▶ PROBLEM SET:
A - In the text on listening to superimposed sine waves, what is the amplitude of the combined wave at t = 0 seconds?
B - Carry the explanation of superimposed sine waves forward from its final sentence.

▶ SOURCE:
------------

## Listening to superimposed waves

Let me share a little experiment I did last night. Listen to the following audio first. This plays a sine wave of 500 Hz for 2 seconds followed by another sine wave of 500.1 Hz for 2 more seconds. You can hear a tick after each second. The 500.1 Hz sine wave starts at the second tick.

Could you notice any difference in the pitch of the two tones? The difference in the frequencies is so small that you wouldn't be able to notice it by hearing.

Now, let us see what happens when we superimpose both the waves and listen to it.

You would notice that the loudness decreases rapidly at about 5 seconds and then returns to full volume by 10 seconds, decreases rapidly again at 10 seconds and returns to full volume by 15 seconds and so on. In other words, the loudness decreases every 10 seconds.

Let us see why this happens from the graph of the waves. The first wave can be represented with the function f(t) = 0.4 sin (2π · 500 · t) and the second one with g(t) = 0.4 sin (2π · 500.1 · t)

At t = 0 seconds, both the waves look very similar. The crests and troughs of both the waves appear almost simultaneously. On superposition, the amplitude almost doubles. The graph of the superimposed waves is shown below. Note that the amplitude of each wave in the figure above is 0.4 while that of superimposed waves is almost 0.8 as can be seen below. In fact, it is exactly 0.8 at t = 0 seconds and then gradually decreases in the region 0 < t < 5.

------------

▶ DATASET CONTENT:
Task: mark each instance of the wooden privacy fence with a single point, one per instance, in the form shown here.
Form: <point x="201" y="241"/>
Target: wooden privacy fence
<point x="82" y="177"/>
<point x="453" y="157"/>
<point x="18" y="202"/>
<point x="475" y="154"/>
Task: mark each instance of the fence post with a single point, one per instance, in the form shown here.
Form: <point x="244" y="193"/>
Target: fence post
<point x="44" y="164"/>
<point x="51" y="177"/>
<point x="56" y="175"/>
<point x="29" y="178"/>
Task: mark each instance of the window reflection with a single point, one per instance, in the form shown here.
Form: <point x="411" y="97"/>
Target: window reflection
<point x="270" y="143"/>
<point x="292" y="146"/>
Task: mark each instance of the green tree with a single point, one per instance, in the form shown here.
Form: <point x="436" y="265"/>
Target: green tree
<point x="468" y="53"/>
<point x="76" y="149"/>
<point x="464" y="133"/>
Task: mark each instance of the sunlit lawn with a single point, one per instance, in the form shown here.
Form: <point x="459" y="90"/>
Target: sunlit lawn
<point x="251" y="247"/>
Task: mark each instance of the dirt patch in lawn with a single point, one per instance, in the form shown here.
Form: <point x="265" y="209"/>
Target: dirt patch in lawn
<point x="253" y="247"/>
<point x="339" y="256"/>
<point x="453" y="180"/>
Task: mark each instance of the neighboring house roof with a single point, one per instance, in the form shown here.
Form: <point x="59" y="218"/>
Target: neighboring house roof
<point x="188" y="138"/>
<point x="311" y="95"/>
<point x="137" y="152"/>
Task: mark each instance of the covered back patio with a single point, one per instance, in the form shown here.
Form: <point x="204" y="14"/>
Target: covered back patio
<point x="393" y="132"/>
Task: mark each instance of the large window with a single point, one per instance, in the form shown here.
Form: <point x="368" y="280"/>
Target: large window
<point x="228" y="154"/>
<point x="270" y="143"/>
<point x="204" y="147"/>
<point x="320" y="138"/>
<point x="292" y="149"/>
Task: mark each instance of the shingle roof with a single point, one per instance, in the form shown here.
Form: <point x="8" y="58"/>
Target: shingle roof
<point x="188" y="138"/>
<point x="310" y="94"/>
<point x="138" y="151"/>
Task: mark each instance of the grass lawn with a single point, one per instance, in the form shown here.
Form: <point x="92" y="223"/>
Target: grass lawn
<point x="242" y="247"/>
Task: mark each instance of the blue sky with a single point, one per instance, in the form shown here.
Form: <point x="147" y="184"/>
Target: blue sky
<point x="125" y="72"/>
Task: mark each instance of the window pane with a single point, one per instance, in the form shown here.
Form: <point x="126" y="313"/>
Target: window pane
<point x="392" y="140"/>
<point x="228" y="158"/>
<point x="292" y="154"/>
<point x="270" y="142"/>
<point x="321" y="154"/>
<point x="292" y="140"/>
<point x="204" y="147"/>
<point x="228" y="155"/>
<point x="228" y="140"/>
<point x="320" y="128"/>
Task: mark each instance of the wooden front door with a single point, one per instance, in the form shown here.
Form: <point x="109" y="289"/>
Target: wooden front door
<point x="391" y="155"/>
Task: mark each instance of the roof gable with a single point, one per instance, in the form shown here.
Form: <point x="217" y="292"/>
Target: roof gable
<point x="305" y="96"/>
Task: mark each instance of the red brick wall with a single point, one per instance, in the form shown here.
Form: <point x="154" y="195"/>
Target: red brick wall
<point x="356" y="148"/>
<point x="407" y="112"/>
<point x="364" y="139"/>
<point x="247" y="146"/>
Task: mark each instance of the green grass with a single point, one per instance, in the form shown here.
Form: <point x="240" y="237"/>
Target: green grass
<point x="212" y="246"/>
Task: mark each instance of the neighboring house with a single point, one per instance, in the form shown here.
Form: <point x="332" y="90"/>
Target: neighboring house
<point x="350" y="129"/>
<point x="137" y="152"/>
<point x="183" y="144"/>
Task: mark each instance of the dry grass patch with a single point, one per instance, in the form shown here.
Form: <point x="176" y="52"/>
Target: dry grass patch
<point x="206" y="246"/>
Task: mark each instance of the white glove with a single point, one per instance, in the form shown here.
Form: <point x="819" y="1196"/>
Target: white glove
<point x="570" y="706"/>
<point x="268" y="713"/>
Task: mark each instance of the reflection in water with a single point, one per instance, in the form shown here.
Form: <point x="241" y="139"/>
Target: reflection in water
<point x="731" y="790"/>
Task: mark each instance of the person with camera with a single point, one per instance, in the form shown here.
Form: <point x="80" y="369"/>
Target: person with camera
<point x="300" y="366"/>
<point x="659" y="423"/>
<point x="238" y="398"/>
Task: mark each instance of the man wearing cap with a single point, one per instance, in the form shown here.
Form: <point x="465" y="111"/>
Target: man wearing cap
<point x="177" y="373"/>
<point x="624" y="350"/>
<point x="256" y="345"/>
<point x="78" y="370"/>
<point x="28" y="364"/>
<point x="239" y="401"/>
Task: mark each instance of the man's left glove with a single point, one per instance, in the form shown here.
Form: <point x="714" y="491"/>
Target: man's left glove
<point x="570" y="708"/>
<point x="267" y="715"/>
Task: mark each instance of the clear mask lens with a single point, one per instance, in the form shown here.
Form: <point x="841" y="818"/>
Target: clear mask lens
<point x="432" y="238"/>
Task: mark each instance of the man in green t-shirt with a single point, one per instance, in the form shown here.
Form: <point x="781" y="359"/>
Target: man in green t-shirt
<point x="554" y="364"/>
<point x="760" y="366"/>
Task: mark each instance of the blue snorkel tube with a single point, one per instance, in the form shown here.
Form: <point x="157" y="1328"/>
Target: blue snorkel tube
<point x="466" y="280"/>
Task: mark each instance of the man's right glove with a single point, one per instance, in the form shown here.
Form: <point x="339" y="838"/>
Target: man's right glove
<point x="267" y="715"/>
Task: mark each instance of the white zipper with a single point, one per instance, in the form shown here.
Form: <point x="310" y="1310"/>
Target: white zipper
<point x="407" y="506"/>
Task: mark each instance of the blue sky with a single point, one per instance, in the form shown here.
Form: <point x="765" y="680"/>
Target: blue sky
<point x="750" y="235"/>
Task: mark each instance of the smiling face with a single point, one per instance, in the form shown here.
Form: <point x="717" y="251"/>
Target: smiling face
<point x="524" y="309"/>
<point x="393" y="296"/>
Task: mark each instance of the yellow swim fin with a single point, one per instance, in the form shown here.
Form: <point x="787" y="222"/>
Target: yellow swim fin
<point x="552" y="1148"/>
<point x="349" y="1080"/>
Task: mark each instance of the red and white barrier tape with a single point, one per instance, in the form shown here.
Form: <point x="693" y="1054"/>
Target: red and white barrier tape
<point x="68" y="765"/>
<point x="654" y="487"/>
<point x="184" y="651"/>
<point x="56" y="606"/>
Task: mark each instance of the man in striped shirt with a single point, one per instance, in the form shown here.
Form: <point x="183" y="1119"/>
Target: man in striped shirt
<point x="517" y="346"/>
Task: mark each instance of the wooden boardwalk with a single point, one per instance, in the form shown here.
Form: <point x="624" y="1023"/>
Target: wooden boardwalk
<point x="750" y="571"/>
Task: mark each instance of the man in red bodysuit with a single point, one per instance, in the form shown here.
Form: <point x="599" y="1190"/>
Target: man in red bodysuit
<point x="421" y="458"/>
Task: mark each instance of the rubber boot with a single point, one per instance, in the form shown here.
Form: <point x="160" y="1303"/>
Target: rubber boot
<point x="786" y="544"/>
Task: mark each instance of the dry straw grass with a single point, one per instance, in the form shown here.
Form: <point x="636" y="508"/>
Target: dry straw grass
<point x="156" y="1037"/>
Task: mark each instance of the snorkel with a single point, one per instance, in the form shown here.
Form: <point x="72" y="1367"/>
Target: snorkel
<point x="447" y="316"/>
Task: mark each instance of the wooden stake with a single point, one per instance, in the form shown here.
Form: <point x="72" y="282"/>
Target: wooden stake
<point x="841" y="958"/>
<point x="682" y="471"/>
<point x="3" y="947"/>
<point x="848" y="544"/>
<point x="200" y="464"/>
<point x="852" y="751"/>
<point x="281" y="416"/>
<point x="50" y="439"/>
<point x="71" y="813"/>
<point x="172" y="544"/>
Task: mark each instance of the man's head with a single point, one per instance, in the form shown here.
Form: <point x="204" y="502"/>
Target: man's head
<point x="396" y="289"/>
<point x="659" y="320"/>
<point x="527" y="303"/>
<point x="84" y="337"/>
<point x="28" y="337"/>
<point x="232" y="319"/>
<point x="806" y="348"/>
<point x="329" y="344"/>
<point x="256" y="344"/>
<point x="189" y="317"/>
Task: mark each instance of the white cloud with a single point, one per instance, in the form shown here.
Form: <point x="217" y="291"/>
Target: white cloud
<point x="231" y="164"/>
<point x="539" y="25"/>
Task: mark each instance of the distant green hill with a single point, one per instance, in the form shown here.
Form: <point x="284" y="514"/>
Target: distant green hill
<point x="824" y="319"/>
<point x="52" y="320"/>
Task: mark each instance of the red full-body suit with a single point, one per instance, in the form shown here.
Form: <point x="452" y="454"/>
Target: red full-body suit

------------

▶ EXPECTED RESPONSES:
A - Exactly 0.8.

B -
The time period of the second wave is slightly shorter than the first one as the frequency of the second wave is slightly greater than the first one. So, the two waves are not identical. In fact, the second wave looks like a very slightly compressed form of the first wave. At about t = 5 seconds, the difference is obvious.

The crests and troughs of both the waves do not appear simultaneously at around t = 5 seconds. In fact, the crest of one wave and the trough of the other wave appear simultaneously. This cancels out each other on superposition and thus the resultant wave has almost no amplitude at this time.

The amplitude is exactly 0 at t = 5 seconds and it increases gradually till t = 10 seconds. At t = 10 seconds, the amplitude becomes 0.8 again and then starts decreasing till t = 15 seconds when it becomes 0 again. This cycle continues. This can be seen in the graph of the superimposed waves given below.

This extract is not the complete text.